> **Work to be completed**: Beginning at the line that contains "Find the steel", reproduce every line to the end of the material without changing any of them.
########################################
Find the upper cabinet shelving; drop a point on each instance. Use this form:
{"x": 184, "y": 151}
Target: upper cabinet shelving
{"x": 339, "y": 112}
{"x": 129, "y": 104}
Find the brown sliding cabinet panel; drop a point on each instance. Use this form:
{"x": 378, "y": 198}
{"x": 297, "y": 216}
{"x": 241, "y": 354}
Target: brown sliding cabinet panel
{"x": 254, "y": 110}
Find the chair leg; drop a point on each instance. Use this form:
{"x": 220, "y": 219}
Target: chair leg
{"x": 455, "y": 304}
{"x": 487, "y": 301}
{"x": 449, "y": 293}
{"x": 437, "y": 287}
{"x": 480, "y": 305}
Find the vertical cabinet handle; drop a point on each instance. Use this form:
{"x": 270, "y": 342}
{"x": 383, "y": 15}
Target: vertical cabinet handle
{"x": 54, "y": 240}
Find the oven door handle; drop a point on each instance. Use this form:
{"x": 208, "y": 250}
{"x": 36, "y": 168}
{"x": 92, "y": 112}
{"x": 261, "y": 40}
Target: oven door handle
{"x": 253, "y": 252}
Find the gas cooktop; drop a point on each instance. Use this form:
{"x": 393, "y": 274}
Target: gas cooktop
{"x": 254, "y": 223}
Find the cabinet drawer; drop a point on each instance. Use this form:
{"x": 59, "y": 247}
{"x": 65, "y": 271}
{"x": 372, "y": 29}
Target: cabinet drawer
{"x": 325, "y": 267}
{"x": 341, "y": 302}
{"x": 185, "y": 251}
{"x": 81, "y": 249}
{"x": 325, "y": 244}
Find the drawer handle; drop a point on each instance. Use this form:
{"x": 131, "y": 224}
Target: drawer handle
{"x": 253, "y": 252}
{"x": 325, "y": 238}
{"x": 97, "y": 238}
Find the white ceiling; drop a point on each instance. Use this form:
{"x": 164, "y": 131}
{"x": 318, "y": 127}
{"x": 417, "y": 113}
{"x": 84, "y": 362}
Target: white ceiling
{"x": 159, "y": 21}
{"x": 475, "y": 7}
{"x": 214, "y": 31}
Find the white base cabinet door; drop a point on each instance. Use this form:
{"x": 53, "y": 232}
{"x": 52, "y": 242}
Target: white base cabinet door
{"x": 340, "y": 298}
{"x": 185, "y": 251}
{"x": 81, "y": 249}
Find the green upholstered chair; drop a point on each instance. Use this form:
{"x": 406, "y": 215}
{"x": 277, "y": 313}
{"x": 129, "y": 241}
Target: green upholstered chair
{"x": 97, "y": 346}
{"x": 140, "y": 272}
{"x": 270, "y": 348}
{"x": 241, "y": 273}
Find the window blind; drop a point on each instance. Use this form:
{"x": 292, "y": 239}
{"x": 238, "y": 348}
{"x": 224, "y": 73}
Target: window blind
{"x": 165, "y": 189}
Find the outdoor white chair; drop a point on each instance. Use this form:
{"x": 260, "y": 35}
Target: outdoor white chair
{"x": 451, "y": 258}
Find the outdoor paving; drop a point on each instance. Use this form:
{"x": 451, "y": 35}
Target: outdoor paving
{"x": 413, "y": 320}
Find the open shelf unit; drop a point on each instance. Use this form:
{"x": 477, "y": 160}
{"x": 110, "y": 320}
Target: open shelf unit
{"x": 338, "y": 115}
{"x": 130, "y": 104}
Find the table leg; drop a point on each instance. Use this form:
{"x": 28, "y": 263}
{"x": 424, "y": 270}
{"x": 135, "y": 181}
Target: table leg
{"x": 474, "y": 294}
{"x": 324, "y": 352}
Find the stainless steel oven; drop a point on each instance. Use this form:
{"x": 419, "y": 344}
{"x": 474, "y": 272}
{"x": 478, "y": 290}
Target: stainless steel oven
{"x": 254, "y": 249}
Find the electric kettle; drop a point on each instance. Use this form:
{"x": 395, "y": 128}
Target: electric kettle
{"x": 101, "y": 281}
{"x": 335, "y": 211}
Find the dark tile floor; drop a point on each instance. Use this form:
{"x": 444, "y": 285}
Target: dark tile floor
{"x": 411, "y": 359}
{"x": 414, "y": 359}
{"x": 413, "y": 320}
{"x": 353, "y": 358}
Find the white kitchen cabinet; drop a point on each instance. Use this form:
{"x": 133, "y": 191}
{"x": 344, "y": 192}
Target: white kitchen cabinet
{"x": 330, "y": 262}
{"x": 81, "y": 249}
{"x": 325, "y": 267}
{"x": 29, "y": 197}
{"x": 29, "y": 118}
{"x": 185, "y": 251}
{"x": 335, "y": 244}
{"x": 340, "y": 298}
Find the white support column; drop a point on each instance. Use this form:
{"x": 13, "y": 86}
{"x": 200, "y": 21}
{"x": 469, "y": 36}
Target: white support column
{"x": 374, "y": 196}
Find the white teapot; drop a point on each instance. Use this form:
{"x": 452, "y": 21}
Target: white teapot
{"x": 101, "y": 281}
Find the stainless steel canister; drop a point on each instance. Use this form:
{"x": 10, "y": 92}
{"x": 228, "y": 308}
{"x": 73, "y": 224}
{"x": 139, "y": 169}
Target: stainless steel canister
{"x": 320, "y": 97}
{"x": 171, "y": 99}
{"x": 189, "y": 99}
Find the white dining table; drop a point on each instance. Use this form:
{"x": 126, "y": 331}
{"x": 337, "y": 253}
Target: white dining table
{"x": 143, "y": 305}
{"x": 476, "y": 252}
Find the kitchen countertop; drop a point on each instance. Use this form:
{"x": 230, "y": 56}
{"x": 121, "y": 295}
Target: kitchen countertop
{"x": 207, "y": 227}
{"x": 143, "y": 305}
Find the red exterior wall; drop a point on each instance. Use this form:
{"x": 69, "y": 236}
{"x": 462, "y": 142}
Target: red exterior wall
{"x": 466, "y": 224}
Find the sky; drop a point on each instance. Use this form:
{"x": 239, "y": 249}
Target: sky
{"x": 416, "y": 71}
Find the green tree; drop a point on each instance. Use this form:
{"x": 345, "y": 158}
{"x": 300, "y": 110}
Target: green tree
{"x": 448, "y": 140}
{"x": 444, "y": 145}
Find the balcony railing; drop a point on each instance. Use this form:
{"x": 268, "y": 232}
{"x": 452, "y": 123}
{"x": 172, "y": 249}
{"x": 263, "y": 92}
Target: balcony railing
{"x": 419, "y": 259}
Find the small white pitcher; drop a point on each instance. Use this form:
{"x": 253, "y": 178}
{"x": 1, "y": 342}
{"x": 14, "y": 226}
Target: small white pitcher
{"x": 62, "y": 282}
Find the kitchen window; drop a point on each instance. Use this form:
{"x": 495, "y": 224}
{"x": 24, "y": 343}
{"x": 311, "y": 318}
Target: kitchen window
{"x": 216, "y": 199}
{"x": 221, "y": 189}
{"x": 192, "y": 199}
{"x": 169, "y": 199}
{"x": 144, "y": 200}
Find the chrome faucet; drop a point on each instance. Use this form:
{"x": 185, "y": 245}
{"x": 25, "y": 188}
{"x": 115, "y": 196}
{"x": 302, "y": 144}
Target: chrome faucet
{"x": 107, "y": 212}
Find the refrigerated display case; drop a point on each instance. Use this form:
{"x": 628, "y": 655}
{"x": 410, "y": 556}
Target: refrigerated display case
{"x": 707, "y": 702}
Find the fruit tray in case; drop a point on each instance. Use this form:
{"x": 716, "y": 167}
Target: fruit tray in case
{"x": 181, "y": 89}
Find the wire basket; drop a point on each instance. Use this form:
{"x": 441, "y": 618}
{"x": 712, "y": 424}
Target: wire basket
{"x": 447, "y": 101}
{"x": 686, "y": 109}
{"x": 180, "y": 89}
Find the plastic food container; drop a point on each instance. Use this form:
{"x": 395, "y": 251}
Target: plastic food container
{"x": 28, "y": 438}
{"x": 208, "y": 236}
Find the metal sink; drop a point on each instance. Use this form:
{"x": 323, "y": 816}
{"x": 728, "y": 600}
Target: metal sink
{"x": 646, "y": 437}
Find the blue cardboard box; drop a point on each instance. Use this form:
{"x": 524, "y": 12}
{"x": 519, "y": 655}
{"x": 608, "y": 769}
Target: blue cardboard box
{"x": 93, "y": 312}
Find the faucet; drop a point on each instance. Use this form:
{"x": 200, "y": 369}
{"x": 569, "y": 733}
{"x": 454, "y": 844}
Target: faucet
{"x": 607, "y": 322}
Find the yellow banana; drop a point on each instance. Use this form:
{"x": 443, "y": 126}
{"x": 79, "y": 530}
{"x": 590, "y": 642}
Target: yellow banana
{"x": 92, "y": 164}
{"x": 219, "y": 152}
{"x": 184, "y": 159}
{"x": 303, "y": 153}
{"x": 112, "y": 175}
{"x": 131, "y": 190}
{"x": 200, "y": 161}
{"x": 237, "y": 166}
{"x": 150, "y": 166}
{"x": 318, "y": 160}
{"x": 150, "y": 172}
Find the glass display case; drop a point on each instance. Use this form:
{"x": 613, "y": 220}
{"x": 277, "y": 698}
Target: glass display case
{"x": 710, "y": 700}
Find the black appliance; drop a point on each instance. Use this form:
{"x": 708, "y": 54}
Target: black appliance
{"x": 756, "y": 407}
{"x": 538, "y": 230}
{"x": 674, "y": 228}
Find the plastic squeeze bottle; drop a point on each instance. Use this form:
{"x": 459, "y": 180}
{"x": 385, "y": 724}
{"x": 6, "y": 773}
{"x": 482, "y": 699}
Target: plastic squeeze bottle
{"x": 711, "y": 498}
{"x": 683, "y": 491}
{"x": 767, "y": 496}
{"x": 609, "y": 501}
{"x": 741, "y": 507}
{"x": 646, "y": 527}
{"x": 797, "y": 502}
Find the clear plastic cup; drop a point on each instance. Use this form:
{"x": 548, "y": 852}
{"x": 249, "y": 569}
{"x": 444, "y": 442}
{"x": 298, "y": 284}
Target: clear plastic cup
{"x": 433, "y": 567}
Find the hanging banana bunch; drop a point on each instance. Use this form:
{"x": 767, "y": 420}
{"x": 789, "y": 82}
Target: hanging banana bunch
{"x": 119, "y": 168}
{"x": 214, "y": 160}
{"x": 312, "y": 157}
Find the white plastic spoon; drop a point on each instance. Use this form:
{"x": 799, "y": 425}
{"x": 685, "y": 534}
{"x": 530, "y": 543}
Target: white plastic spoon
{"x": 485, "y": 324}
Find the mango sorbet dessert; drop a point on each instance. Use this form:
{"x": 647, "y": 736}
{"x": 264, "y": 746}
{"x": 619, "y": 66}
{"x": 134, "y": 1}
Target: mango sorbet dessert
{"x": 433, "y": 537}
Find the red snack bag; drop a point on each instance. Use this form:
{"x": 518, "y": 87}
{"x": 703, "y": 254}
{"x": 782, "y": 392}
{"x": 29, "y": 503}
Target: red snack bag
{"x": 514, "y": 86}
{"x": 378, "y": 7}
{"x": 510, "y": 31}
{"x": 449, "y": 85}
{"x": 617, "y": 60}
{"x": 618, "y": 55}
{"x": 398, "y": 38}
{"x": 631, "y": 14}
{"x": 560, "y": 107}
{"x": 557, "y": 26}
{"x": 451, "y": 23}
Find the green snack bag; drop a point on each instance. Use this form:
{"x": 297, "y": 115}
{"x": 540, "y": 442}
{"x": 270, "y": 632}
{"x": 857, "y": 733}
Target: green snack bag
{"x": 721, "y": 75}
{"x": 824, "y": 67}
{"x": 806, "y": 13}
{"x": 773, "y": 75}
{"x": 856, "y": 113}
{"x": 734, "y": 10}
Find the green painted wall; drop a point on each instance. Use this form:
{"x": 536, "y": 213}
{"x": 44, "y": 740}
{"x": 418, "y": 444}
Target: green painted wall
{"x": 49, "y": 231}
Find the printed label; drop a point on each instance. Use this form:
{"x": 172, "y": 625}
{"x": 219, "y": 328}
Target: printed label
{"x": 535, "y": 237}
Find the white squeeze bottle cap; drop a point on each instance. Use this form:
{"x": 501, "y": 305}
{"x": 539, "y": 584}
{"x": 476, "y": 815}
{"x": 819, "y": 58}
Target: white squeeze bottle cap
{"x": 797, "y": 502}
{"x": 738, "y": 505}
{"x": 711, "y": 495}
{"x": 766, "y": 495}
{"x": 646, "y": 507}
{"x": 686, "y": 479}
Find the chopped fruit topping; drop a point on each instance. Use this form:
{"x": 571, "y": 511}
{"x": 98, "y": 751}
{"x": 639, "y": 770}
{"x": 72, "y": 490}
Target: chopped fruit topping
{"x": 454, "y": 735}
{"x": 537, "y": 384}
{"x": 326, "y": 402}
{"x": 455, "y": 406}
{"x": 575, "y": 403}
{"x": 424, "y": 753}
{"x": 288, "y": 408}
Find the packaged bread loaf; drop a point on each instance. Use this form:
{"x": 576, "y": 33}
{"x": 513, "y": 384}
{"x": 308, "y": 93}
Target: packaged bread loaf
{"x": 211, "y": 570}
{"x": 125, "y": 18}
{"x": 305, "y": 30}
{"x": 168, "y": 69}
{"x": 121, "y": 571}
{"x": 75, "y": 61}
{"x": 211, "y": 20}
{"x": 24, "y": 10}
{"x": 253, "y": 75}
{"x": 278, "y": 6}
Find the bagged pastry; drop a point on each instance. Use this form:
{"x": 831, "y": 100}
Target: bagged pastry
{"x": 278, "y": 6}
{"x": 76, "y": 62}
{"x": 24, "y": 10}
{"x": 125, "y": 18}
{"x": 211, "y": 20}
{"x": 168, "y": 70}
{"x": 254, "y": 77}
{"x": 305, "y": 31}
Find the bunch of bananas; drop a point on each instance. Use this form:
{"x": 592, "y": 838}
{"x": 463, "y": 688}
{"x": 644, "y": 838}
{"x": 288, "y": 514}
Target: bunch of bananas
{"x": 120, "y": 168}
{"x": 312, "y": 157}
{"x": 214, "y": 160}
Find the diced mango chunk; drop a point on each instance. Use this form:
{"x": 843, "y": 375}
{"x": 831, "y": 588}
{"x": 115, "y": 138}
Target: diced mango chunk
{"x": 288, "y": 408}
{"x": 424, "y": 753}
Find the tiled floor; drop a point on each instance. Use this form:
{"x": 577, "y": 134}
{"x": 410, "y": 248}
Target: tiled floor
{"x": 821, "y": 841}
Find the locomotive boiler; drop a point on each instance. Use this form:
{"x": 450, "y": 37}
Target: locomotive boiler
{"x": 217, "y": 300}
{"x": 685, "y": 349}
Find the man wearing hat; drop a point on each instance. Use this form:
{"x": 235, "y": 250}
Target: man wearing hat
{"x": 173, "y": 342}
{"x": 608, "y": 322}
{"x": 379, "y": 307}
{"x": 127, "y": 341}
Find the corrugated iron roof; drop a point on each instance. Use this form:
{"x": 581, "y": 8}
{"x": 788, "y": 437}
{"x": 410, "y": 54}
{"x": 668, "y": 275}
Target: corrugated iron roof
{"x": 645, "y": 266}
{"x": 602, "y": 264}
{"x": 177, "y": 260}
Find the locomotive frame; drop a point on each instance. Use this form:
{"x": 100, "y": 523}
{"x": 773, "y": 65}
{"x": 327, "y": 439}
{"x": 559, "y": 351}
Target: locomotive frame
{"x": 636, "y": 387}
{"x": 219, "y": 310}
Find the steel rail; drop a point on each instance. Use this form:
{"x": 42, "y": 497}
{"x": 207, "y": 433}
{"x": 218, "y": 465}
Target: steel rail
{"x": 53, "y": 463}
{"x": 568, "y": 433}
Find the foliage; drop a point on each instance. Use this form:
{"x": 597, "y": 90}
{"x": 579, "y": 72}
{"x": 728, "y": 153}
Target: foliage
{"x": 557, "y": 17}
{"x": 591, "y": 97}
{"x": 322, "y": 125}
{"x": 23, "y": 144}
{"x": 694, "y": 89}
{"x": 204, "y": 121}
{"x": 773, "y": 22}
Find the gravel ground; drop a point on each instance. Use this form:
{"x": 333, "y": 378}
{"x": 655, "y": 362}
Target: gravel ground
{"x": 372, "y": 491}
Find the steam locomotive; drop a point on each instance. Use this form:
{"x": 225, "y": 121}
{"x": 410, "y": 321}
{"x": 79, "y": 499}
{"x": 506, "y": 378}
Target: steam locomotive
########################################
> **Full answer**:
Find the steel rail; drop a point on each instance. Use this form:
{"x": 42, "y": 497}
{"x": 207, "y": 433}
{"x": 218, "y": 465}
Target: steel rail
{"x": 53, "y": 463}
{"x": 568, "y": 433}
Find the foliage; drop a point on each instance. Use this form:
{"x": 597, "y": 90}
{"x": 579, "y": 72}
{"x": 728, "y": 153}
Target: foliage
{"x": 557, "y": 17}
{"x": 591, "y": 97}
{"x": 322, "y": 125}
{"x": 23, "y": 144}
{"x": 694, "y": 89}
{"x": 204, "y": 121}
{"x": 773, "y": 22}
Find the gravel ground; drop a point on each instance. Use this form:
{"x": 333, "y": 378}
{"x": 655, "y": 362}
Target: gravel ground
{"x": 372, "y": 491}
Find the steam locomotive; drop a point on each instance. Use this form:
{"x": 225, "y": 121}
{"x": 410, "y": 321}
{"x": 79, "y": 499}
{"x": 506, "y": 378}
Target: steam locomotive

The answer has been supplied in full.